** START Data shown **

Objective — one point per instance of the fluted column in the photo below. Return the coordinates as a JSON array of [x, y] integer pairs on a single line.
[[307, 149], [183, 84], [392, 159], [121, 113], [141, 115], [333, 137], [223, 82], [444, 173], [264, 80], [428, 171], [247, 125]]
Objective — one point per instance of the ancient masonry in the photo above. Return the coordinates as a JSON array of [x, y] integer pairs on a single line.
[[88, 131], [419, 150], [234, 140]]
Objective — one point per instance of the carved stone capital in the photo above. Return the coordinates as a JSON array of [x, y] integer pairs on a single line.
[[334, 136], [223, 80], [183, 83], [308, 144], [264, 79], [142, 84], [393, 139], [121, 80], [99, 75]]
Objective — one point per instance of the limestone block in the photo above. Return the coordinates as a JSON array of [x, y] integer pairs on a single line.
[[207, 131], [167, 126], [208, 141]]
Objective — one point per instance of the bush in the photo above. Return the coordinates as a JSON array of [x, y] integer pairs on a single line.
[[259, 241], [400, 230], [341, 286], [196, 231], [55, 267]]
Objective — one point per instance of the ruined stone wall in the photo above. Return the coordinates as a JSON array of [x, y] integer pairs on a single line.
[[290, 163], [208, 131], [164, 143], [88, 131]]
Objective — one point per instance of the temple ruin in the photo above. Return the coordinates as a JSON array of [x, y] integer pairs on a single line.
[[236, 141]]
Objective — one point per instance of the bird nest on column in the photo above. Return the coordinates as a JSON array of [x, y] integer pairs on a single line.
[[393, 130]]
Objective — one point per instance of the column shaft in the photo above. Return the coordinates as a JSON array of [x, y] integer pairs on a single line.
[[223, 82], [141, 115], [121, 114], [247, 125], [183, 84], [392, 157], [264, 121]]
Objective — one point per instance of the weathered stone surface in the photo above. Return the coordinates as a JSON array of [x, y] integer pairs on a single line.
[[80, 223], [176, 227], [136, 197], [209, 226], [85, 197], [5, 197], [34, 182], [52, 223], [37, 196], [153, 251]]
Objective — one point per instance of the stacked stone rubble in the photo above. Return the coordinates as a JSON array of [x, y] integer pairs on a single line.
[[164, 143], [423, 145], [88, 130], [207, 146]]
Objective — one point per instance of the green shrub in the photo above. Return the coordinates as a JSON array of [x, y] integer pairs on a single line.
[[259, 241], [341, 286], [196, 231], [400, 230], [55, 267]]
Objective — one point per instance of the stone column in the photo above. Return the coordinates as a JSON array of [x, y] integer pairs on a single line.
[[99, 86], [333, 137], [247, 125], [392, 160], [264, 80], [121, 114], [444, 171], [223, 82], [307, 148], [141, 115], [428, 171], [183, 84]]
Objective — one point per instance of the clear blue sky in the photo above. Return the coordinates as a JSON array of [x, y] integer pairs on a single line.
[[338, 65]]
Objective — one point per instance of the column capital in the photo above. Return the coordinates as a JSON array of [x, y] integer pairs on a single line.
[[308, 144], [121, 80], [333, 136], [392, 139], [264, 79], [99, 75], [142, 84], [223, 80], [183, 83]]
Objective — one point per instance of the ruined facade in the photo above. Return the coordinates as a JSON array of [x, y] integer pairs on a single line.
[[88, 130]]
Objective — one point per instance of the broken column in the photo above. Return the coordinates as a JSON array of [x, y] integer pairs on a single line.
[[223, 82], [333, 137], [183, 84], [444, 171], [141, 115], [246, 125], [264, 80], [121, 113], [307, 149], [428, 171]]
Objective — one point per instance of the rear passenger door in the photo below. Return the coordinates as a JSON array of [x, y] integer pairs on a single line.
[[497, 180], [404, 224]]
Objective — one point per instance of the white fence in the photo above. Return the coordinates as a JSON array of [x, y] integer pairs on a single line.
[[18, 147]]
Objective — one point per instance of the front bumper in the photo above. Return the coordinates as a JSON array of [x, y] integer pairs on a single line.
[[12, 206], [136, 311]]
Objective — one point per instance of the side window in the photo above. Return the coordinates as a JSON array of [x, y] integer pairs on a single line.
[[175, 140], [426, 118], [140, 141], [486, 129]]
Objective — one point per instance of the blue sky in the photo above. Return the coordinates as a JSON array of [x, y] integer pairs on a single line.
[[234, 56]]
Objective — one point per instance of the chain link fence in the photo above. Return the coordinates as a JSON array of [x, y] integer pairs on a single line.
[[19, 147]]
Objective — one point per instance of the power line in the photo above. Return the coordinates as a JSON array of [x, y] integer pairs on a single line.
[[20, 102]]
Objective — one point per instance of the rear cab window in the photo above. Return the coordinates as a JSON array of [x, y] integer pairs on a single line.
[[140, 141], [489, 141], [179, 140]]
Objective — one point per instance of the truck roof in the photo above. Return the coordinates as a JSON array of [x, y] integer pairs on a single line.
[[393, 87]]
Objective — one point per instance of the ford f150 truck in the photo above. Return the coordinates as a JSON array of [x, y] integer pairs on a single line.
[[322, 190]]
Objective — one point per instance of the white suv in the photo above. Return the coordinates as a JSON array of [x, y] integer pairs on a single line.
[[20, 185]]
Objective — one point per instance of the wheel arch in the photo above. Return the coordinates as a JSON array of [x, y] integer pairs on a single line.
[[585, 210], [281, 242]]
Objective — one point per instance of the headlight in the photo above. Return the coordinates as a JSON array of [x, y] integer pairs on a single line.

** END Data shown **

Task:
Retype all of the material above with every character intact.

Final answer:
Objective — one point per instance of the fluted column in the photo below. Return the coordinates as a JSON array of [x, y] integer pairs on a single line.
[[307, 149], [183, 84], [392, 159], [121, 113], [141, 115], [333, 137], [223, 82], [444, 173], [264, 80], [428, 171], [247, 125]]
Objective — one point per instance of the ancient masonry in the photo above. Return the coordinates as a JSON array of [x, y] integer pairs on a single line.
[[88, 131], [419, 150], [234, 140]]
Objective — one point per instance of the carved stone capital in the photo above. Return the coordinates as a JSON array of [x, y] integer pairs on a single line.
[[334, 136], [223, 80], [183, 83], [308, 144], [264, 79], [142, 84], [393, 139], [121, 80], [99, 75]]
Objective — one point per instance of the limestone block in the photo above. Return the coordinates as a JSON array of [x, y] integer pairs on a single line.
[[207, 131], [167, 126], [208, 141]]
Objective — one point per instance of the bush in the photo above. Return the coordinates as a JSON array of [x, y] integer pairs on a single line.
[[259, 241], [400, 230], [341, 286], [196, 231], [55, 267]]
Objective — one point per instance of the ruined stone wall in the photo above. Return the coordinates as a JSON array of [x, y] integer pairs on a single line.
[[290, 163], [208, 131], [164, 143], [88, 131]]
Objective — one point per instance of the temple ruin in the photo above. Return the coordinates as a JSON array of [x, y] integer pairs on a single line.
[[236, 141]]
Objective — one point per instance of the bird nest on column in the photo above. Return the coordinates as a JSON array of [x, y] integer pairs on a single line.
[[393, 130]]
Objective — one point per instance of the column shaft in the photo above. Return the coordinates as a JSON array of [x, y] integer pairs on a single line.
[[223, 82], [141, 115], [121, 114], [247, 125], [183, 84], [392, 157], [264, 121]]
Objective — one point per instance of the weathered stone surface in the photo above. Return the coordinates as a JSON array of [x, y] integer pairs on a single line.
[[80, 223], [176, 227], [136, 197], [209, 226], [85, 197], [5, 197], [34, 182], [52, 223], [37, 196], [153, 251]]
Objective — one point per instance of the stacked stone rubble in the photo above. Return the coordinates as a JSON array of [x, y] integer pairs on a single line.
[[164, 143], [423, 145], [88, 130], [207, 146]]
Objective — one point per instance of the green shrub in the photo above. Return the coordinates as a JSON array of [x, y] integer pairs on a single line.
[[259, 241], [341, 286], [196, 231], [400, 230], [55, 267]]
Objective — one point per instance of the stone column in the photo above. Return the coordinates as a JSON array of [x, y] integer pairs on a single line.
[[99, 86], [333, 137], [247, 125], [392, 160], [264, 80], [121, 114], [444, 171], [223, 82], [307, 148], [141, 115], [428, 171], [183, 84]]
Objective — one point per instance of the clear blue sky in the photo above. Return the coordinates as a JSON array of [x, y] integer pairs on a single line.
[[338, 65]]
Objective — one point per instance of the column capital in the photo above. Return the coordinates as a JSON array of [x, y] integer pairs on a single line.
[[308, 144], [121, 80], [333, 136], [392, 139], [264, 79], [99, 75], [142, 84], [223, 80], [183, 83]]
Objective — one point per instance of the ruined facade in the photo above. Return the coordinates as a JSON array of [x, y] integer pairs on a single line.
[[88, 130]]
Objective — one point per instance of the broken column in the photo above. Return the coordinates as a JSON array of [x, y] integer pairs on a single line.
[[223, 82], [333, 137], [183, 84], [444, 171], [141, 115], [246, 125], [264, 80], [121, 113], [307, 149], [428, 171]]
Objective — one point per instance of the rear passenger door in the photo below. Return the coordinates as a JSON array of [x, y] integer pairs on a single line.
[[497, 180], [404, 224]]
Objective — one point per instance of the white fence in the photo above. Return the coordinates as a JSON array of [x, y] integer pairs on a single line.
[[18, 147]]
Objective — one point per instance of the front bumper in the photo above. Return the coordinates as a JSON array of [x, y] integer pairs on a single line.
[[12, 206], [136, 311]]
Objective — one point per instance of the side window in the photo above. Return the coordinates as a JSON array of [x, y] integer pairs on a single line.
[[175, 140], [426, 118], [140, 141], [486, 129]]
Objective — one point per instance of the blue sky in the photo above. Return the coordinates as a JSON array of [x, y] integer pairs on a single line.
[[234, 56]]
Objective — one point per instance of the chain link fence in the photo above. Return the coordinates as a JSON array of [x, y] integer pairs on a single line.
[[19, 147]]
Objective — one point per instance of the power line in the photo above. Return the coordinates as a JSON array of [x, y] integer pairs on a single line.
[[20, 102]]
Objective — one point per instance of the rear cab window in the photo above. Return the coordinates as a JSON array of [x, y] integer pairs on a single line.
[[140, 141], [489, 141], [179, 140]]
Objective — one point per instance of the truck roof in the photo above. Return the coordinates as a JSON array of [x, y] integer pairs on a single line.
[[393, 87]]
Objective — one point per instance of the ford f150 truck in the photo above. Return the coordinates as a JSON array of [x, y] integer pairs on a single line.
[[322, 190]]
Objective — one point per instance of the white suv in the photo above. Return the coordinates as a JSON array of [x, y] integer pairs on a single line.
[[20, 185]]
Objective — one point per instance of the wheel arch in the photo above. Return the coordinates as a JSON array of [x, y] integer pairs on a single line.
[[585, 210], [281, 242]]
Objective — one point per instance of the headlight in the photo above. Return the coordinates as a JSON array of [x, y] integer pairs on a single line.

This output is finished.